EXTRAIT PRÉSENTÉ:
^^^^^^^^
Lettre ouverte sur le 49ème CONGRES DE LA CGT
Tout d’abord, je me permets, à titre d’information de porter à votre connaissance, et en toute modestie, les différentes responsabilités prises à la CGT : j’ai été Secrétaire Générale du syndicat CGT à Cubana de Aviacion de 1996 à 2000, Conseillère du Salarié entre 2003 et 2008, membre de la Commission Exécutive de l’UD de Paris depuis 2007, membre de l’ALS UD de Paris depuis 2002, permanent juridique à l’UL du huitième de Paris depuis 2007, Conseillère Prud’homale depuis 2008, Comité Iran de la CGT depuis 2005, trésorière du SATA CGT entre 2004 et 2007, Secrétaire Générale du SATA depuis octobre 2009 et Déléguée Syndicale dans mon entreprise depuis 2005. Depuis plus de 17 ans, que je suis syndiquée, je n’ai jamais privilégié ma carrière dans les entreprises ou j’ai travaillé, ni courue après une place hiérarchique syndicale comme tant d’autres.
A cet effet, mon témoignage reflète le déroulement et les incidents à ce congrès dont ses suites doivent être mises en lumière.
Je représentais plusieurs petits syndicats et n’avais eu aucune information concernant le débat sur les textes proposés par la confédération. Dans mon propre syndicat, fin octobre, le débat n’a
pu se faire faute de temps.
Au sujet de l’organisation de ce congrès, 1000 délégués et 500 invités, j’avais la vague impression que celui-ci ressemblait à ce que nous voyons chez les politiques pour acheter les récalcitrants.
^^^^^^^^
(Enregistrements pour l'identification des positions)
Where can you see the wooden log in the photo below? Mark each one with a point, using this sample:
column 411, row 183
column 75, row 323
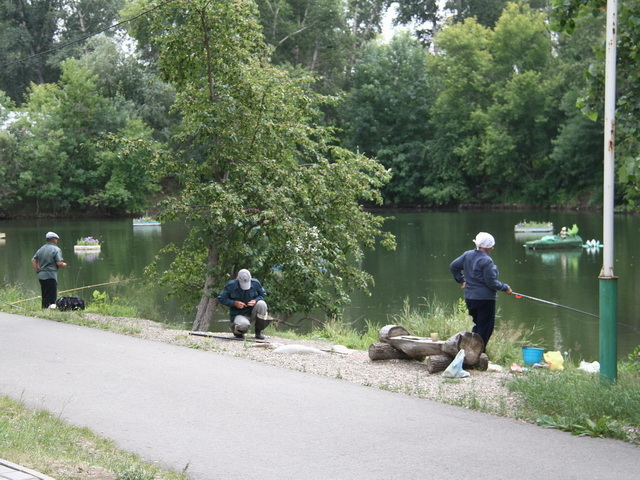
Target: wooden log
column 389, row 331
column 470, row 342
column 384, row 351
column 483, row 363
column 416, row 347
column 438, row 363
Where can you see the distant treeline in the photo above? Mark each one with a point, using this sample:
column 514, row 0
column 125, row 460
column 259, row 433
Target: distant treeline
column 480, row 104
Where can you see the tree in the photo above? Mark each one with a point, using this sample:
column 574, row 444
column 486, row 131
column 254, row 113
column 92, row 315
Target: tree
column 66, row 163
column 572, row 17
column 262, row 186
column 27, row 30
column 389, row 111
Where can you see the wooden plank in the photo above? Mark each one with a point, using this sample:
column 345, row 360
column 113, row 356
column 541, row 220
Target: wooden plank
column 227, row 337
column 384, row 351
column 416, row 347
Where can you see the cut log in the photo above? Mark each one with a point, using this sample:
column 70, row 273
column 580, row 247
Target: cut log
column 483, row 363
column 470, row 342
column 438, row 363
column 389, row 331
column 384, row 351
column 416, row 347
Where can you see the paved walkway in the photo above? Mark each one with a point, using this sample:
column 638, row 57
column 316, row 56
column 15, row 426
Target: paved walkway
column 11, row 471
column 230, row 418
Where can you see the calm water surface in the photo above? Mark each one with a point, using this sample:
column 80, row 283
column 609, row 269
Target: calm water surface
column 417, row 271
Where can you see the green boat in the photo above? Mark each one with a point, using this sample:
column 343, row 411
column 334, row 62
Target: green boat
column 550, row 242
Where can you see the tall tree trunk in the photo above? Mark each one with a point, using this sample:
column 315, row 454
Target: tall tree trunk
column 209, row 301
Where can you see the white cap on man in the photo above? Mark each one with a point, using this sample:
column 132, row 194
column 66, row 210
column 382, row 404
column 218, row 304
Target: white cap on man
column 244, row 277
column 484, row 240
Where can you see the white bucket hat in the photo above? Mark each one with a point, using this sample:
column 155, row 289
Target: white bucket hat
column 484, row 240
column 244, row 277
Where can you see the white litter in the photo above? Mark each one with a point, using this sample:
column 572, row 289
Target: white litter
column 494, row 367
column 298, row 349
column 341, row 349
column 593, row 367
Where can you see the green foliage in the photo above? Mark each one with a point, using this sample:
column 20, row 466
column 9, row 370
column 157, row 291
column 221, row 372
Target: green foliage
column 581, row 403
column 41, row 441
column 388, row 111
column 263, row 187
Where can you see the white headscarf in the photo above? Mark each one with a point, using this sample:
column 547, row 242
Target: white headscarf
column 484, row 240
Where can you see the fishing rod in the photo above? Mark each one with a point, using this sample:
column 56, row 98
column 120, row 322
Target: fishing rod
column 73, row 290
column 522, row 295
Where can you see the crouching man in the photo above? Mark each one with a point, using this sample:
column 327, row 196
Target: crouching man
column 245, row 298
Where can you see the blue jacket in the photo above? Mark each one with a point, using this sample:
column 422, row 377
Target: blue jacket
column 233, row 292
column 476, row 268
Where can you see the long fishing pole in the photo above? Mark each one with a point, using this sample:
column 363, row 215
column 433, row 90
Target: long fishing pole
column 74, row 289
column 522, row 295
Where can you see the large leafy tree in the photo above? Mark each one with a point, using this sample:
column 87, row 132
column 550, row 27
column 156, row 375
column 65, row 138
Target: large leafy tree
column 262, row 185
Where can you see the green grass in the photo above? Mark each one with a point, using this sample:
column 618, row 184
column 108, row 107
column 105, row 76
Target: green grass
column 570, row 400
column 40, row 441
column 581, row 403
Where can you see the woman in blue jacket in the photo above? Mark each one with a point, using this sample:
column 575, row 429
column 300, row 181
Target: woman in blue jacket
column 477, row 273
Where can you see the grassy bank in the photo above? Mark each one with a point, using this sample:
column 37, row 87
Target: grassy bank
column 40, row 441
column 570, row 400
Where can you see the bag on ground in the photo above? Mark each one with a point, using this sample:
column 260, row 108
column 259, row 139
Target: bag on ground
column 70, row 303
column 454, row 370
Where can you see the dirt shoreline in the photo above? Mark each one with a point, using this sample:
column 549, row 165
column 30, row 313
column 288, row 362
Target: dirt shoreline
column 482, row 390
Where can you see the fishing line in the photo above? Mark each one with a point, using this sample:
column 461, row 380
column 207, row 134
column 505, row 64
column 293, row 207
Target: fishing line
column 522, row 295
column 73, row 290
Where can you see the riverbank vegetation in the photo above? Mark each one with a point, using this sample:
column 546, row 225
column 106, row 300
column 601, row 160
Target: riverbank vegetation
column 479, row 105
column 267, row 132
column 571, row 400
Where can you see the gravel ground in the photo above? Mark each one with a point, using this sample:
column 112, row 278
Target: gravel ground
column 483, row 390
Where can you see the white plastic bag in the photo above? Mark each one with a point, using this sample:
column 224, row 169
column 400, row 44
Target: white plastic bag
column 593, row 367
column 454, row 370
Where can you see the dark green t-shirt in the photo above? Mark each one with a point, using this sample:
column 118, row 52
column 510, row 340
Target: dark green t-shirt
column 48, row 255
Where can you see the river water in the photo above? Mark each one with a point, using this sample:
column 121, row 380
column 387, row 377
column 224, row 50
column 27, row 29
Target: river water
column 417, row 271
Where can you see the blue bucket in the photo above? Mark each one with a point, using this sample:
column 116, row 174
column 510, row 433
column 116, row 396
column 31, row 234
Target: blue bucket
column 532, row 355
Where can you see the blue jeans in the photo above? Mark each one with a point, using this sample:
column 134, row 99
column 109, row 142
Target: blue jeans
column 483, row 313
column 49, row 288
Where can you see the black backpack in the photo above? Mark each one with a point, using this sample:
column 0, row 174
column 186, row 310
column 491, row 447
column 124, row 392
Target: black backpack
column 70, row 303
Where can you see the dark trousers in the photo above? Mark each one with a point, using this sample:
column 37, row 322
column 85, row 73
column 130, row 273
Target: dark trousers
column 483, row 313
column 49, row 290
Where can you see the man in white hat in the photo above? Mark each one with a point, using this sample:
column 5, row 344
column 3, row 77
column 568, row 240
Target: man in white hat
column 477, row 273
column 245, row 298
column 46, row 262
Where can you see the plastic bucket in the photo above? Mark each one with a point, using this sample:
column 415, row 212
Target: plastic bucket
column 532, row 355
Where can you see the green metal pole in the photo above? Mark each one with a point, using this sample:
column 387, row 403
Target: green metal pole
column 608, row 280
column 609, row 329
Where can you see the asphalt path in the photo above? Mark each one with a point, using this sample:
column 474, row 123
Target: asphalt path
column 222, row 417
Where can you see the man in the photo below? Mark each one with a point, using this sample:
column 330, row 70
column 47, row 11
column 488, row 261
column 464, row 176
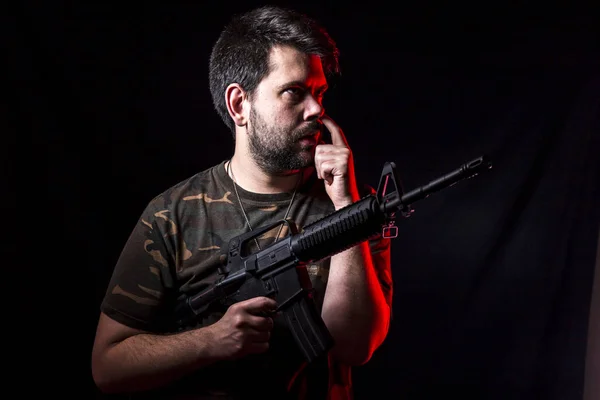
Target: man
column 268, row 76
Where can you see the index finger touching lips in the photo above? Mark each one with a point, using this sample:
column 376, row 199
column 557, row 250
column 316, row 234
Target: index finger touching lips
column 337, row 136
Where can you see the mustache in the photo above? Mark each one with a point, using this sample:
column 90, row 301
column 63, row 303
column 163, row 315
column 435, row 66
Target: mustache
column 309, row 129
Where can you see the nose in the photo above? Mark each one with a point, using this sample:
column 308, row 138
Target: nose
column 313, row 109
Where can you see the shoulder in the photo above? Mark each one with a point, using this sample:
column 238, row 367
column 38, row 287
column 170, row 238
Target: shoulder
column 204, row 186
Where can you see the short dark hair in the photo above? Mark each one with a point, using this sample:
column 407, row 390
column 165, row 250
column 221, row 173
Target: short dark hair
column 241, row 53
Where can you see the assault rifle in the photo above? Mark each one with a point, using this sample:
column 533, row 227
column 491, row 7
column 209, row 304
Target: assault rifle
column 279, row 270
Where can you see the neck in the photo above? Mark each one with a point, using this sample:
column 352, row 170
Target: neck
column 252, row 178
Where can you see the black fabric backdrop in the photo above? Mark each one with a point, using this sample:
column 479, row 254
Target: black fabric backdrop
column 492, row 277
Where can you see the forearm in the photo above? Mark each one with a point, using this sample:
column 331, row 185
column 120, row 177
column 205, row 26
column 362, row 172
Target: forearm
column 354, row 308
column 148, row 361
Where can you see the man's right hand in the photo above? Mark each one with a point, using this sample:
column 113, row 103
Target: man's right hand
column 244, row 329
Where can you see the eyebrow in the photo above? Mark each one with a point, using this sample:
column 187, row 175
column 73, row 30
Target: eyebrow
column 321, row 88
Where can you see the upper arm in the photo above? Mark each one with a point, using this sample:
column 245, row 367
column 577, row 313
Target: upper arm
column 109, row 332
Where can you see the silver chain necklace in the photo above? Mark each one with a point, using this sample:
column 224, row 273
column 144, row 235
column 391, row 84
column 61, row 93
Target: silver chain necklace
column 230, row 172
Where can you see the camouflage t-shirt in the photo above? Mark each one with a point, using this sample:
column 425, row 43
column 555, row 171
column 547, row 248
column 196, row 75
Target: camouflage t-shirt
column 175, row 251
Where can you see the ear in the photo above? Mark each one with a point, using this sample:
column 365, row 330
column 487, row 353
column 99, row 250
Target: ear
column 235, row 99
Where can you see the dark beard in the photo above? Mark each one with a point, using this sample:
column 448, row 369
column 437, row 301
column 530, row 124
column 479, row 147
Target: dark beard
column 276, row 149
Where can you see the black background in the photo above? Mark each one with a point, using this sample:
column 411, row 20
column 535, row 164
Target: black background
column 492, row 277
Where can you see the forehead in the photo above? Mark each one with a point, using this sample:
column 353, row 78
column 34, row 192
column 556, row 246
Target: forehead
column 288, row 65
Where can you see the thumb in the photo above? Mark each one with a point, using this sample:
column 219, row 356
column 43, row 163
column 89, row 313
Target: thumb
column 259, row 304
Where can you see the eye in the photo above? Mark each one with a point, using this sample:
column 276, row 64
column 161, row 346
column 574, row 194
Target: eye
column 295, row 91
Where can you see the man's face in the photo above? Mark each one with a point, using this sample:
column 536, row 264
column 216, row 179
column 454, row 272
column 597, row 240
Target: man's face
column 284, row 126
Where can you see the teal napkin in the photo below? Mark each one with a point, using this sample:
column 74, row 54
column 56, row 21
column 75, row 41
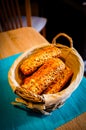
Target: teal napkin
column 15, row 118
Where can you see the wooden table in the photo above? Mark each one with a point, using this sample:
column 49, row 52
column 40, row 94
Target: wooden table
column 13, row 42
column 19, row 40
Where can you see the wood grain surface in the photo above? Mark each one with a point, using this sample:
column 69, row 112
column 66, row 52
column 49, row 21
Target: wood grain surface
column 19, row 40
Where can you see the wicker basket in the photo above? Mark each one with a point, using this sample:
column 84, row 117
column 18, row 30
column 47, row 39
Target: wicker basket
column 49, row 102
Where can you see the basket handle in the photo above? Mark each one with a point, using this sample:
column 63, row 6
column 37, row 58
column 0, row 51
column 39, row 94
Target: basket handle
column 66, row 36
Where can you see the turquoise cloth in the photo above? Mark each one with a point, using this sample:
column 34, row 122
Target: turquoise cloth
column 14, row 118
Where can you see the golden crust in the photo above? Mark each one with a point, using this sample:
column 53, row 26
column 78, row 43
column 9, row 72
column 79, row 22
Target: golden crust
column 36, row 59
column 44, row 76
column 61, row 80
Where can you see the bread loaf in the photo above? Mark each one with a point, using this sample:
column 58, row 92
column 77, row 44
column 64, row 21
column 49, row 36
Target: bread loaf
column 36, row 59
column 44, row 76
column 61, row 80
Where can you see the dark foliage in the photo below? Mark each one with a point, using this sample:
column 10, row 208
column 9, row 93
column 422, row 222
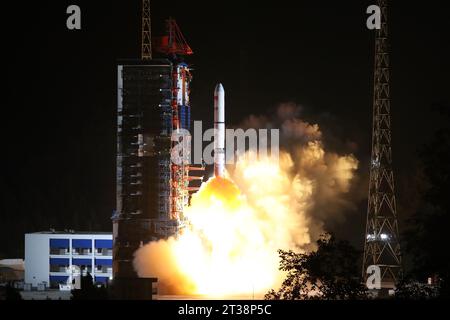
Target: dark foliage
column 427, row 240
column 328, row 273
column 89, row 291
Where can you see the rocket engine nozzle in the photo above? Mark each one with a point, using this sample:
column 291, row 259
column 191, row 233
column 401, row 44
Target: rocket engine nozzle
column 219, row 131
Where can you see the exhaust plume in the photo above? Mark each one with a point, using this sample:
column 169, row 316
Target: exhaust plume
column 238, row 222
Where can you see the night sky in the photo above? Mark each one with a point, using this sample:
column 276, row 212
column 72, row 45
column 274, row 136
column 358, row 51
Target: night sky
column 58, row 132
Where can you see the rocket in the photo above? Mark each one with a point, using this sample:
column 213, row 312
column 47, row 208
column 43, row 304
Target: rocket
column 219, row 131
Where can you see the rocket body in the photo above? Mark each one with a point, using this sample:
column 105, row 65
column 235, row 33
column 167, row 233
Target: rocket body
column 219, row 131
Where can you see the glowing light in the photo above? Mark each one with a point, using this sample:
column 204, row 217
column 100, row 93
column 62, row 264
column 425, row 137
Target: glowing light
column 384, row 236
column 237, row 224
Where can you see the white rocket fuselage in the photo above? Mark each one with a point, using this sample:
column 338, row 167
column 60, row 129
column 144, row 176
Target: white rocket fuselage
column 219, row 132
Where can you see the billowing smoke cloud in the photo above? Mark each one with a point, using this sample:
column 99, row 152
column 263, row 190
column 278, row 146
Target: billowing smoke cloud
column 331, row 174
column 237, row 224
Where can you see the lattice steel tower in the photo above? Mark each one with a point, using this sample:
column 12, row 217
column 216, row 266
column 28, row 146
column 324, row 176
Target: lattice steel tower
column 382, row 247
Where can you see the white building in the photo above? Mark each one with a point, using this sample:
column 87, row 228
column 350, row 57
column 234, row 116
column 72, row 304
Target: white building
column 57, row 258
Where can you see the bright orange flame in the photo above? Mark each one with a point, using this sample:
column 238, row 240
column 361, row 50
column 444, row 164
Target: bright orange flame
column 237, row 225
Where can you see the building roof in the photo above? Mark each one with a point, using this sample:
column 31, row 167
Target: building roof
column 71, row 232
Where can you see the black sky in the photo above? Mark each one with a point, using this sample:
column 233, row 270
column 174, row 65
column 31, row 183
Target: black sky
column 58, row 132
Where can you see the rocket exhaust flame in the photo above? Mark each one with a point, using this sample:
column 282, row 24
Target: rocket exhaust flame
column 237, row 224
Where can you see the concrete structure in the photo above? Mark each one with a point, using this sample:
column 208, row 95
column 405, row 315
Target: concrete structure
column 55, row 259
column 11, row 270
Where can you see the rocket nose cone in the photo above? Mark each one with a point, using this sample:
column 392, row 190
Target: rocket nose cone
column 219, row 88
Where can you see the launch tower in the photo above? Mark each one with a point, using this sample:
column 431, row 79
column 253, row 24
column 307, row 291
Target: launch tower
column 382, row 246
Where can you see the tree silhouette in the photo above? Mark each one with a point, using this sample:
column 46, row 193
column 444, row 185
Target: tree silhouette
column 427, row 238
column 328, row 273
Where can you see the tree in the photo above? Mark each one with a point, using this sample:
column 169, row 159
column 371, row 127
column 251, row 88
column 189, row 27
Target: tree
column 427, row 238
column 89, row 291
column 328, row 273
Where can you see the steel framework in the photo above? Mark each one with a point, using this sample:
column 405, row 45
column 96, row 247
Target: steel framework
column 382, row 246
column 146, row 42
^^^^^^^^
CONSIGNE À SUIVRE: Recopiez mot pour mot le passage de la lettre ouverte sur le congrès de la CGT qui commence aux mots « Au sujet de » et s'arrête après « acheter les récalcitrants. ».

RÉSULTAT PRODUIT:
Au sujet de l’organisation de ce congrès, 1000 délégués et 500 invités, j’avais la vague impression que celui-ci ressemblait à ce que nous voyons chez les politiques pour acheter les récalcitrants.